* [Your objective] Arrange the lines of the records as a Markdown table with the columns Row and Line. Start with the line that contains "In this exercise you will find the wooden railing", go on through the line that contains "203), (115, 205)]", and leave out any blank lines.

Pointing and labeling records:
——
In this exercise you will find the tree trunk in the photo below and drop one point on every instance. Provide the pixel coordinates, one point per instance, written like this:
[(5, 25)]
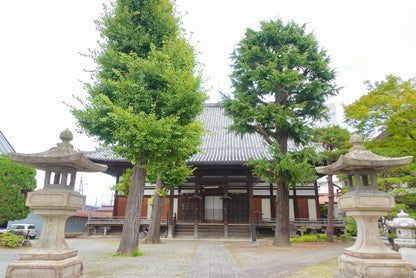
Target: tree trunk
[(330, 217), (170, 215), (153, 236), (130, 236), (282, 230)]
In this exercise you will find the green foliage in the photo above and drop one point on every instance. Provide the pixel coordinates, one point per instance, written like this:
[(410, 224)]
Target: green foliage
[(334, 139), (406, 196), (123, 185), (171, 173), (146, 93), (291, 168), (308, 238), (323, 211), (281, 79), (11, 240), (388, 108), (15, 181), (136, 253), (351, 226)]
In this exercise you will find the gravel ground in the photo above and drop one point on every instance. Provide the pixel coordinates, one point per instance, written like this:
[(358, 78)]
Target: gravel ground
[(169, 259), (173, 257)]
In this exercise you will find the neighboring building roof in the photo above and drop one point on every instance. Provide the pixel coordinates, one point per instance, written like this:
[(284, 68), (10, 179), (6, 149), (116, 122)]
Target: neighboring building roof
[(96, 214), (5, 146), (219, 146)]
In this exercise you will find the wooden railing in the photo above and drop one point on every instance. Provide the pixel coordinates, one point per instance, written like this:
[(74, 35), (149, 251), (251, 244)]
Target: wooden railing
[(119, 220), (302, 222)]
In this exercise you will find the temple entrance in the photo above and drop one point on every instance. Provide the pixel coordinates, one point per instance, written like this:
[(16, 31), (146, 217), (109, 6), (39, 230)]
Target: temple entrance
[(213, 209), (238, 208)]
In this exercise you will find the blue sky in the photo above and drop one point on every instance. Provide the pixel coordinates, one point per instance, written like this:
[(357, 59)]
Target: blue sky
[(40, 65)]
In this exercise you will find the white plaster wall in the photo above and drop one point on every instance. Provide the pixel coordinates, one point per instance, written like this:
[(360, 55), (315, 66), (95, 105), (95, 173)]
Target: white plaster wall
[(312, 209), (175, 206), (304, 192), (237, 191), (291, 209), (265, 208), (261, 192)]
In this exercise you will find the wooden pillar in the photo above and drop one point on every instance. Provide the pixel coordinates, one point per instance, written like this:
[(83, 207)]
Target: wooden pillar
[(196, 198), (272, 208), (250, 200), (170, 215), (225, 206), (318, 212), (295, 203), (115, 205)]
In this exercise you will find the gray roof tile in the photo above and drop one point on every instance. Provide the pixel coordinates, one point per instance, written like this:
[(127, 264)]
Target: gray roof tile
[(5, 146), (219, 145)]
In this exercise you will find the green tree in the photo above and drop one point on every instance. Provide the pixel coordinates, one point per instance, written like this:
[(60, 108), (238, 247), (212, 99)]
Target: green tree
[(388, 110), (165, 177), (281, 78), (15, 181), (334, 140), (145, 96)]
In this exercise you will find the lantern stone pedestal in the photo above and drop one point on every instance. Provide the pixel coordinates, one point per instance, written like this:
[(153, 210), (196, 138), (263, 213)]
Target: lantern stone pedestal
[(405, 230), (368, 257), (51, 257)]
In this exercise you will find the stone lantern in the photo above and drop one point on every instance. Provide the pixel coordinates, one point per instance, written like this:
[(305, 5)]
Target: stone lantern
[(368, 257), (51, 256), (405, 230)]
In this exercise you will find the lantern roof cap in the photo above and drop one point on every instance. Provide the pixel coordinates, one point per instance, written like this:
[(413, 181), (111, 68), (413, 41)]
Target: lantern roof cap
[(61, 155), (358, 158)]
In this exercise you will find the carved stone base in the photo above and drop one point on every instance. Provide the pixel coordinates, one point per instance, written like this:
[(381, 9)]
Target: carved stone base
[(66, 268), (353, 267)]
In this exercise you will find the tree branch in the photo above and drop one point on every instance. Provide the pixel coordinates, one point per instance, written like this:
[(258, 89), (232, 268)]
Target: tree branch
[(263, 132)]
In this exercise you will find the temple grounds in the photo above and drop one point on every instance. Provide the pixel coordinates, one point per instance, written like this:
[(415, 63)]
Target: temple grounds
[(182, 258)]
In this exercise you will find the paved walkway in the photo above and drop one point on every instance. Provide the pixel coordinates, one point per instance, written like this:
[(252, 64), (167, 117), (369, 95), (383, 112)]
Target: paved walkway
[(191, 258), (212, 259)]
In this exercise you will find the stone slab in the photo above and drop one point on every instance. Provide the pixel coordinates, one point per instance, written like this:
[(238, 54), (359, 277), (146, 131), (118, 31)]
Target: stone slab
[(352, 267), (67, 268)]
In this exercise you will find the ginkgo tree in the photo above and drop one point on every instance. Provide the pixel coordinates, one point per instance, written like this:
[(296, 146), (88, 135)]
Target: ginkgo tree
[(281, 79), (145, 95), (386, 117), (334, 141), (15, 181)]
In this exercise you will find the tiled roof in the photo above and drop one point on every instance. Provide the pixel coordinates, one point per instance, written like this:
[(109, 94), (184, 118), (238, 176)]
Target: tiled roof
[(104, 154), (5, 146), (219, 145)]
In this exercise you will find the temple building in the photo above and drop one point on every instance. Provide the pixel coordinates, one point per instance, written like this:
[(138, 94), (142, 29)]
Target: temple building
[(223, 191)]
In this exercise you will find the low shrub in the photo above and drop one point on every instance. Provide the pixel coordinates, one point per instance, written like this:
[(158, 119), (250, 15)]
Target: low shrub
[(136, 253), (11, 240), (308, 238)]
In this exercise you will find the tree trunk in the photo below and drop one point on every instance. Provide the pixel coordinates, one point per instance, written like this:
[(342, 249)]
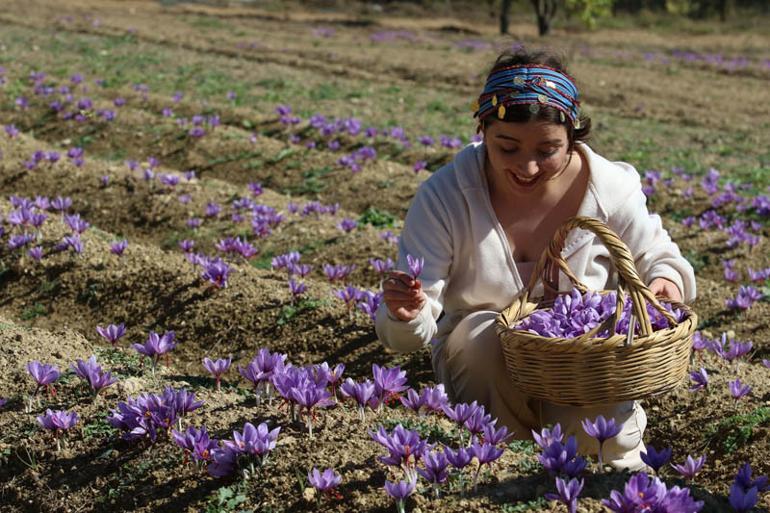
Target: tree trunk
[(505, 9), (545, 11)]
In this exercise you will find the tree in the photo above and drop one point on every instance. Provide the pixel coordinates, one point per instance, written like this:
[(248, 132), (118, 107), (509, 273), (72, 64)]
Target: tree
[(545, 10)]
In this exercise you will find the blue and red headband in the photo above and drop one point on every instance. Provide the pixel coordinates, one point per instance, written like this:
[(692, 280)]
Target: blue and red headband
[(527, 84)]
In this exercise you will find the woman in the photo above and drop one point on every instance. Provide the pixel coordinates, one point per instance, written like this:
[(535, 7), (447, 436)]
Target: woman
[(481, 223)]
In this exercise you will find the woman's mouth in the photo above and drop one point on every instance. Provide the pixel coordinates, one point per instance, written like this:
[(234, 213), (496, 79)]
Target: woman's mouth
[(524, 182)]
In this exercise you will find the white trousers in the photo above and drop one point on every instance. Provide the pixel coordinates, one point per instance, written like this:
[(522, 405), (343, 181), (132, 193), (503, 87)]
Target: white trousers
[(471, 366)]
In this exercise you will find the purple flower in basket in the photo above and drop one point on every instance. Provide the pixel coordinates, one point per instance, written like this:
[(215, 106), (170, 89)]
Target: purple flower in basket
[(601, 429), (415, 265), (656, 459)]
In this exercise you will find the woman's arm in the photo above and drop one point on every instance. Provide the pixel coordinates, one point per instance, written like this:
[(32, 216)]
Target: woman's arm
[(426, 234), (657, 257)]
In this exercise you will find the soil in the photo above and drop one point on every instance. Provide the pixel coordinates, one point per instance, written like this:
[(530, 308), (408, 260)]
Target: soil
[(49, 310)]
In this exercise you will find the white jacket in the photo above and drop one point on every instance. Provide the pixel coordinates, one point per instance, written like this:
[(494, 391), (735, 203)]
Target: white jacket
[(468, 266)]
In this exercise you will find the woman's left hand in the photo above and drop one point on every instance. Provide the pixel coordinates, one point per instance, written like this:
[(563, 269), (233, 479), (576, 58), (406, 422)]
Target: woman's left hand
[(665, 288)]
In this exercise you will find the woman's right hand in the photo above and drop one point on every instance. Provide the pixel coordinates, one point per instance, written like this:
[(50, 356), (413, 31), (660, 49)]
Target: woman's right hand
[(403, 295)]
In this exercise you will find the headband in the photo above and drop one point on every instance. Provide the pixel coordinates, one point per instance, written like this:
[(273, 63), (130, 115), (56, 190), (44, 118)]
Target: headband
[(527, 84)]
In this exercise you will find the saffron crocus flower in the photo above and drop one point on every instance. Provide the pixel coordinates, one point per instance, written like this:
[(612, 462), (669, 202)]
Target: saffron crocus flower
[(415, 265), (412, 400), (435, 470), (258, 441), (742, 500), (700, 380), (362, 393), (44, 375), (548, 436), (297, 289), (381, 266), (404, 446), (478, 421), (602, 430), (112, 333), (493, 435), (568, 493), (156, 345), (461, 412), (325, 481), (347, 225), (388, 382), (58, 421), (434, 398), (117, 248), (744, 479), (746, 297), (92, 373), (400, 491), (36, 253), (216, 272), (195, 442), (656, 459), (643, 493), (690, 467), (738, 390), (217, 368)]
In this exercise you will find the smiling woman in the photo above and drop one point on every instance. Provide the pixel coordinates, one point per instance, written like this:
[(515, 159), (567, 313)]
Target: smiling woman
[(481, 221)]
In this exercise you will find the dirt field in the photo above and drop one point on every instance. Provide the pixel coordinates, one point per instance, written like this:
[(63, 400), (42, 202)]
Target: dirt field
[(668, 100)]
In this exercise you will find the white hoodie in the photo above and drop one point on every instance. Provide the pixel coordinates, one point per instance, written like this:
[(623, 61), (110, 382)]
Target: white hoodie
[(468, 264)]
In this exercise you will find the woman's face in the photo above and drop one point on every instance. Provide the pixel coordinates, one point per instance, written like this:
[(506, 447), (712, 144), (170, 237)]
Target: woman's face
[(524, 156)]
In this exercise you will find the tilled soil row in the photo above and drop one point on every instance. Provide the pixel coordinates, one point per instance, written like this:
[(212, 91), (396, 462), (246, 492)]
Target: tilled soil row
[(232, 154), (152, 213), (149, 289)]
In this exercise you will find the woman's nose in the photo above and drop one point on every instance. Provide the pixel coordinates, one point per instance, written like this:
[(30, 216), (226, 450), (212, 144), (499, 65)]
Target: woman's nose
[(527, 167)]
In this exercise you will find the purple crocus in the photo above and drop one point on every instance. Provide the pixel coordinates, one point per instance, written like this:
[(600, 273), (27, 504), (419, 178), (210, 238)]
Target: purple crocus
[(568, 493), (690, 467), (643, 493), (700, 379), (112, 333), (347, 225), (435, 470), (297, 289), (58, 421), (217, 368), (415, 265), (459, 458), (117, 248), (738, 390), (388, 382), (325, 481), (362, 393), (656, 459), (156, 345), (216, 272), (412, 400), (485, 454), (92, 373), (44, 375), (602, 430), (195, 442), (401, 490)]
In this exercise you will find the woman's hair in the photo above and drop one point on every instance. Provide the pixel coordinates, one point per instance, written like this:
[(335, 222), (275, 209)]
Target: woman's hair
[(522, 113)]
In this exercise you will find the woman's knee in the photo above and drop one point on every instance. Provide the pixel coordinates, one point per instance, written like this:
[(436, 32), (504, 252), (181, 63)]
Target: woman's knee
[(473, 340)]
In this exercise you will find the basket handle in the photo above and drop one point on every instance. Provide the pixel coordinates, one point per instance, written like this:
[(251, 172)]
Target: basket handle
[(551, 262)]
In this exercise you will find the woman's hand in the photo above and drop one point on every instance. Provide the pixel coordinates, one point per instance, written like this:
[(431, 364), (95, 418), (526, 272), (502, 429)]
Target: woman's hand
[(665, 288), (403, 295)]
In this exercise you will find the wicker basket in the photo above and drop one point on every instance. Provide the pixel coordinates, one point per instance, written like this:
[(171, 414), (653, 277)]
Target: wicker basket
[(587, 370)]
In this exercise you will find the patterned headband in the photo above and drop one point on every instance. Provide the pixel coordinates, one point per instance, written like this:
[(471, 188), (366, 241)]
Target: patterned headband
[(532, 85)]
——
* [Solution for this problem]
| Row | Line |
|---|---|
| 1 | In this exercise you will find the wooden railing in the photo above and drop one point on every instance. Provide the pixel coordinates, one point per instance, written like this: |
| 2 | [(74, 35), (149, 251), (251, 244)] |
| 3 | Target: wooden railing |
| 4 | [(119, 220), (302, 222)] |
| 5 | In this exercise you will find the temple entrance in the photo above and drop one point on every instance. Provide the pixel coordinates, one point per instance, written like this: |
| 6 | [(16, 31), (146, 217), (109, 6), (39, 230)] |
| 7 | Target: temple entrance |
| 8 | [(213, 209), (238, 208)] |
| 9 | In this exercise you will find the blue sky in the photo above and drop one point on every instance. Provide the pixel coordinates, one point per instance, written like this: |
| 10 | [(357, 59)] |
| 11 | Target: blue sky |
| 12 | [(40, 65)] |
| 13 | In this exercise you will find the white plaster wall in the photo above and drop one point on every instance. Provide the pixel coordinates, one point per instance, written like this: |
| 14 | [(360, 55), (315, 66), (95, 105), (95, 173)] |
| 15 | Target: white plaster wall |
| 16 | [(312, 209), (175, 206), (304, 192), (237, 191), (291, 209), (265, 208), (261, 192)] |
| 17 | In this exercise you will find the wooden pillar in the photo above and drop one point on every instance. Provide the pixel coordinates, one point per instance, written like this: |
| 18 | [(83, 207)] |
| 19 | Target: wooden pillar |
| 20 | [(196, 198), (272, 208), (250, 200), (170, 215), (225, 206), (318, 212), (295, 203), (115, 205)] |